- [Source extract]

--- --- ---

Tag Archives: knowledge management

A Practitioner’s Guide: Best NoSQL databases to solve 9 real-time transaction challenges

There are a lot of articles out there praising the features and performance of one NoSQL database over another. However, as a practitioner of the principle “pick the right tool for the job”, I thought I would write an article on picking the right NoSQL database for the transactional challenge you are facing—whether you are a startup, mid-sized enterprise or Fortune-500 company.

Before I get started, here are some caveats. First, I have no affiliation with any the companies who provide, or serve as custodians of, the databases outlined in this post. (I have, however, used them all.) Second, I am a big proponent in open source software. This is NOT based on a philosophical bent, but instead decades of experience scaling platforms for hundreds of millions of transactions per day. Third, I am big believer in ecosystems. When you big a technology with a good ecosystem, you get many benefits: you can hire people who no it, you can find lots of tools and libraries to enhance your use of it, and you benefit from patches to solve problems others have already found for your. Ecosystem size factors pretty heavily in my recommendations, as you may not want to bet your company on an untried technology.

Finally, I should address the elephant in the room. You will probably have someone in your company say something like this:

SQL can do anything NoSQL can do. It’s too risky to use it. We lose ACID compliance. We have a huge learning curve, etc.

Yes, relational technology is great for many uses. However, there are many situations where NoSQL technology can do things bigger, faster, at lower cost, and with less effort. Not just by a little bit, but often factors of a 1000x or more. Simply using RDBMS technology for every challenge is akin to using one hammer to for any type of nail, screw, peg, etc.

With this out of the way, let’s get started.

Challenge 1: Search (and Wildcard Searches)

You want to create a place where people can search for content in your site (and handle the idiosyncrasies of misspelling, grammar, and interchange of words like “one” for “1”). Similarly, you want to allow back office and enterprise application users to perform wildcard searches (such as all orders that contain “Nike”) as quickly as they can search for content on Google.

--- --- ---

- [Data below]
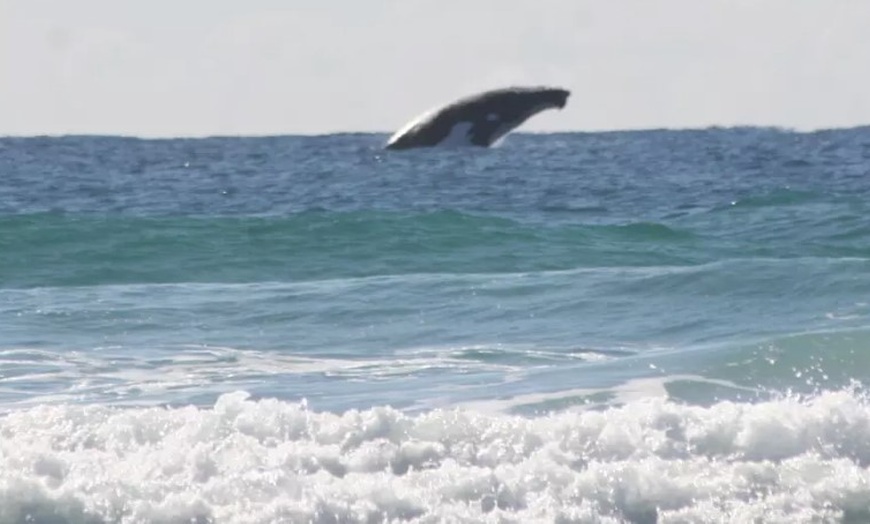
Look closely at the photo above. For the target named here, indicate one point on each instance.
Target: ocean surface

--- --- ---

- [Things to do]
[a] According to the NoSQL guide, by how much can NoSQL technology often beat relational technology?
[b] List every objection to NoSQL that the NoSQL guide expects someone in your company to raise.
[c] Resume the NoSQL guide right after its last sentence, the one ending "as they can search for content on Google."

- [Task responses]
[a] Often by factors of 1000x or more.

[b]
- SQL can do anything NoSQL can do.
- It's too risky to use.
- We lose ACID compliance.
- We have a huge learning curve.

[c]
To solve these problems, use a search engine (which is technically a NoSQL database of inverted indices paired with lots scoring and fast spell checking functions). My favorite is ElasticSearch(ES). It is really fast and gives you some interesting capabilities you can use for specialized search (see Challenge #: Recommendation).  A second choice is Apache SOLR. SOLR is quite a bit slower than ES. However, it is included natively in many NoSQL distributions (HortonWorks, Cloudera, DataStax, etc.) If you already have gone through the cost of implementing these it makes sense to stick with Apache SOLR to get more value out of your investment.

BTW, never give users the option of wildcard or text searches in non-Search databases. It is a performance and scalability nightmare.

Challenge 2: Managing Versioned Pages of Information

You have a content management system for writers, journalists, etc. and want to maintain versions of their articles. You have an information management system for life sciences such as electronic medical records (EMR) or eClinical systems, and need to keep a copy of each version of a medical records page (or a clinical case report form, a.k.a. CRF).

To solve these problems use a document-oriented database. Instead of tracking associations of records (or paragraphs) to data to versions, you can simple store the whole document (often in JSON, preserving markup and annotation data) as a single entry for each version. My favorite is Amazon’s DynamoDB, based on its ease of setup and scalability. A close second for me is MongoDB (especially if you have a requirement for on-premise management). MongoDB would benefit by making it easier to setup multi-node clusters with encrypted data transfer. This still takes too much DevOps work.

Caveat: While Document DBs are great for storing pages as documents, I would not use them to present documents as pages to high-volume end users (e.g., for a content management system). Rather than present the ‘current published’ version of content from a database you should use some sort of cache. The easiest solution to setup is Amazon’s CloudFront CDN. However, if your scale and team are big enough Varnish is a more cost-effective solution.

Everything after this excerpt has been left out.